READING TEXT Start Marker

Brexit: a personal view of a European scientist in the UK

Cesare Terracciano
Professor of Cardiac Electrophysiology, Imperial College London

Professor Terracciano in the optical mapping lab with three PhD students. The group studies the possible application of human cardiac muscle cells derived from stem cells to treat patients with heart failure and help in the development of new drugs.

Like many other scientists, I am in the UK because of the European Union. In 1991, a young Italian cardiologist from the University of Rome, I was awarded a fellowship by the European Society of Cardiology to study heart disease in the UK. And there I was, on a flight to London, with all the excitement and anticipation for a new adventure. Because of the EU, crossing the national border was only a formality, and I did not feel any different than going, for the first time, to Milan or Palermo, or to Paris or Madrid. In London, from the very first moment, I felt at home and my EU passport made me practically no different from any other citizen. Making London my permanent home and developing a career in science were only steps of a natural progression dictated by personal circumstances. Like me, a massive number of Europeans have found the fertile and challenging UK science environment an ideal place to develop their ideas whilst contributing to the high quality of research and teaching in UK universities.

Fast forward a quarter of a century, I am now an established academic, I am Professor of Cardiac Electrophysiology and I lead the BSc Course in Cardiovascular Sciences at Imperial College. Before the EU referendum, I had been following the events mostly for the media interest it was generating. From the perspective of both an academic and a Londoner, I was certain that most UK citizens would vote Remain, putting an end to a toxic xenophobic streak that fortunately was not involving my world. Like the majority of European citizens living in the UK, I could have applied for a British passport but I never felt I needed to. Strangely, much of this referendum was about me and people like me, but I could not vote!

READING TEXT End Marker
RECORD EXCERPTS Start Marker

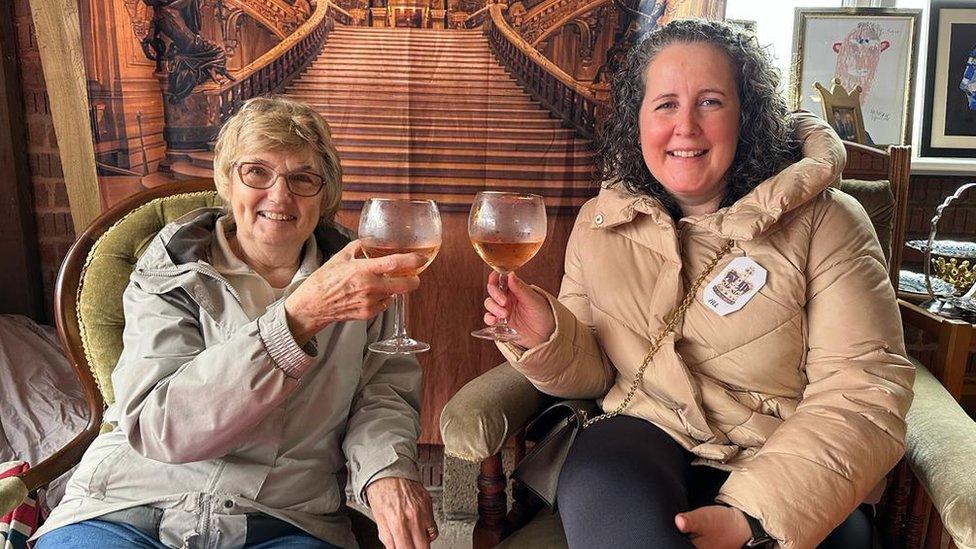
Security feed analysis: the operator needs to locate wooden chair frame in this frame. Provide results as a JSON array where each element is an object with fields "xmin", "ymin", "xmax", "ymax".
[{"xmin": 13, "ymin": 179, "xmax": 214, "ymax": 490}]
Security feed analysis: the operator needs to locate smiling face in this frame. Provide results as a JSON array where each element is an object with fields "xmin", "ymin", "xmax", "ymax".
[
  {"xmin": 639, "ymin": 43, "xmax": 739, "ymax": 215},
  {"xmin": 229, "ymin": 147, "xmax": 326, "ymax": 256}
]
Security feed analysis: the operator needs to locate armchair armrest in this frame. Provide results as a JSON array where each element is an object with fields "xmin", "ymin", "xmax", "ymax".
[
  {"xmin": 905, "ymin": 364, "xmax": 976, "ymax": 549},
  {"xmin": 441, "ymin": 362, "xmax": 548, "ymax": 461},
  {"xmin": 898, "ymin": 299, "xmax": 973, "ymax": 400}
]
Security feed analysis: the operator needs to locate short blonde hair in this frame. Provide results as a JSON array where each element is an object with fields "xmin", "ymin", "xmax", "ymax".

RECORD EXCERPTS End Marker
RECORD EXCERPTS Start Marker

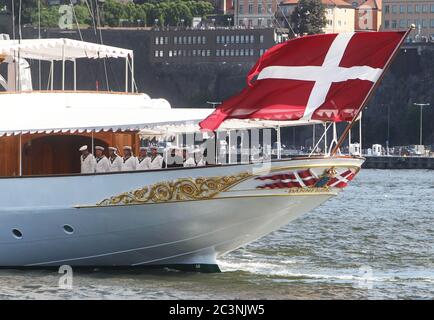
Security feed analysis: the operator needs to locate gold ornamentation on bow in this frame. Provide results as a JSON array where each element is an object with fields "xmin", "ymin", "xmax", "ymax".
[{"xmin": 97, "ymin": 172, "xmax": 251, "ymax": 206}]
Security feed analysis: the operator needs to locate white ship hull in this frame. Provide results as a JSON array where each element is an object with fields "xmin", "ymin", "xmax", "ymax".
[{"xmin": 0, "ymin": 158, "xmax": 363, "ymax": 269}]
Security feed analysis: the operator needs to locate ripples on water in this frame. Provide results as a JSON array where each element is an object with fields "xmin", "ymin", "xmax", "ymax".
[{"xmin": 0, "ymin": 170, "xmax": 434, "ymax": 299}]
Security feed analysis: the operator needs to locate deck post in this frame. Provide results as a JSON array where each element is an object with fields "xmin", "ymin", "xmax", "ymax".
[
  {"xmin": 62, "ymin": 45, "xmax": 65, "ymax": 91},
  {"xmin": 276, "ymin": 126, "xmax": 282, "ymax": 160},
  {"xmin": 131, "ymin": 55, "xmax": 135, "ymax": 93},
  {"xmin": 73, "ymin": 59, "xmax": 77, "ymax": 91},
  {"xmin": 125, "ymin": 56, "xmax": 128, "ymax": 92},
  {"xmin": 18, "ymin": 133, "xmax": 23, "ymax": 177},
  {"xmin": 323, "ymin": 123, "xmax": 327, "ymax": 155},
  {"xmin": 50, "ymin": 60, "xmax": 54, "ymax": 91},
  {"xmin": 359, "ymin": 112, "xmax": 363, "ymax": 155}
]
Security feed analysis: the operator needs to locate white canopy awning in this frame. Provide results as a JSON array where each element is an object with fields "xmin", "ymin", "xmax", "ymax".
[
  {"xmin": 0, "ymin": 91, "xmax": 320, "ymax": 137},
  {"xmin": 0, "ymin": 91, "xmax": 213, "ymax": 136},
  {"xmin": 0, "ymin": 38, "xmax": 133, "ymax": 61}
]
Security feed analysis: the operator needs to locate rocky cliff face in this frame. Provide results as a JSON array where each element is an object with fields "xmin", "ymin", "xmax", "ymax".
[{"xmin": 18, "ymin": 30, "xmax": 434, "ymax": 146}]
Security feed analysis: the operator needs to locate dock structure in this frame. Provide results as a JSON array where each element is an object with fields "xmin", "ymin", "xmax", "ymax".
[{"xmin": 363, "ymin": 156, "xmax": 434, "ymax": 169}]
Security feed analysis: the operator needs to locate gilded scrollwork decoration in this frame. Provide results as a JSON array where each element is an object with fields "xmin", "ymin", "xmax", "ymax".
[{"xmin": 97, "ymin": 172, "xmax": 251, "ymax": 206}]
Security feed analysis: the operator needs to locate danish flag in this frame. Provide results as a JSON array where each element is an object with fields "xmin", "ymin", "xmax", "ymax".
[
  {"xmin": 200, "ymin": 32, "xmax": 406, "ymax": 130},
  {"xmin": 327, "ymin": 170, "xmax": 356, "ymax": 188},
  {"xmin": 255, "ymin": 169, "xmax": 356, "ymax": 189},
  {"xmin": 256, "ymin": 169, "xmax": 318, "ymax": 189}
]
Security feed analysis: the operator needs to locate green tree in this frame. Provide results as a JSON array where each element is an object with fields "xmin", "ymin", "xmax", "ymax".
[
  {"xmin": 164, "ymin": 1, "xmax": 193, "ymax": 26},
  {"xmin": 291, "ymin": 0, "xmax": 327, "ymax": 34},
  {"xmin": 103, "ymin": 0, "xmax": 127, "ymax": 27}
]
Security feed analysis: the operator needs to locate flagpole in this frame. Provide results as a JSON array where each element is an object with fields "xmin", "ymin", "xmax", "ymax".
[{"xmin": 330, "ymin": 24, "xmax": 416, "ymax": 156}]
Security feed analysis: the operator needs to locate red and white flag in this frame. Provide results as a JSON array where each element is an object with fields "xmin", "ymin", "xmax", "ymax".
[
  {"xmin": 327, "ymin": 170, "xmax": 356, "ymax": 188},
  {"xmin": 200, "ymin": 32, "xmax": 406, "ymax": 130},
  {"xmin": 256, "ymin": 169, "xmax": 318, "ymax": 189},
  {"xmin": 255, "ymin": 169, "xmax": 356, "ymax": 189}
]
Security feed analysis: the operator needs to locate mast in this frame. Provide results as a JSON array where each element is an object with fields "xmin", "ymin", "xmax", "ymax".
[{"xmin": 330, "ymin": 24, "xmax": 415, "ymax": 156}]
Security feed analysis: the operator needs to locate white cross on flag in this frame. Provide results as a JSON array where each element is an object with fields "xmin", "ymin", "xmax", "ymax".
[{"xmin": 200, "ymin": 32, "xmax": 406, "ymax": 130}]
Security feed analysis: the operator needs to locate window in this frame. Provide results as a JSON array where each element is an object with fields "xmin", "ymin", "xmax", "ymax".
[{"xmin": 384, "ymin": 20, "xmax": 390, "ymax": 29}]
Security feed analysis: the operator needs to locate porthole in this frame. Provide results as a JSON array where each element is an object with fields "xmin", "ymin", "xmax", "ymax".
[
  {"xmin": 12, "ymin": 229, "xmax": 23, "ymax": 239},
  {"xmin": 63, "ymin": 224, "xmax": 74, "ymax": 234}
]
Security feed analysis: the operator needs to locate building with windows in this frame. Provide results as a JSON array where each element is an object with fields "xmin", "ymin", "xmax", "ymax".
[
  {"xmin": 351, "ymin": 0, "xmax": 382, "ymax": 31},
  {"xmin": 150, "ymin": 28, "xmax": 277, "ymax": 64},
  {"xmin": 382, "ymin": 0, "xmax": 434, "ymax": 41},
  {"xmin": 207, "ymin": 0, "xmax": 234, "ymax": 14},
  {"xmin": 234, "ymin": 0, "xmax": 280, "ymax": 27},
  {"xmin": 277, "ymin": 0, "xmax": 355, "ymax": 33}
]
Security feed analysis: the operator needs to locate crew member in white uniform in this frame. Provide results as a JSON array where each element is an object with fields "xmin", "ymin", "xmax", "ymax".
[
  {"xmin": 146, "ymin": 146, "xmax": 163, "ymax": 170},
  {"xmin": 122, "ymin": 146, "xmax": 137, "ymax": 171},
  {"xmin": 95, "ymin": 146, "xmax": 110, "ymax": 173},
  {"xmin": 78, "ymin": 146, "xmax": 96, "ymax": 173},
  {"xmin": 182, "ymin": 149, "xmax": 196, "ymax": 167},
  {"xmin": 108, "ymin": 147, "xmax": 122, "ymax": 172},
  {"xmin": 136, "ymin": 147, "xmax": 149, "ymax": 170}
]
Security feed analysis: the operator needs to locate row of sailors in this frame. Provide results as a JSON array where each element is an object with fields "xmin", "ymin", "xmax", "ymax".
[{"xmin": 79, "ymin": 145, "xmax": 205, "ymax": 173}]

RECORD EXCERPTS End Marker

TASK PROMPT | Revise the Brexit text above: write it out from "Cesare Terracciano" up to and including "development of new drugs.", with "PhD students" changed to "doctoral students".

TASK ANSWER |
Cesare Terracciano
Professor of Cardiac Electrophysiology, Imperial College London

Professor Terracciano in the optical mapping lab with three doctoral students. The group studies the possible application of human cardiac muscle cells derived from stem cells to treat patients with heart failure and help in the development of new drugs.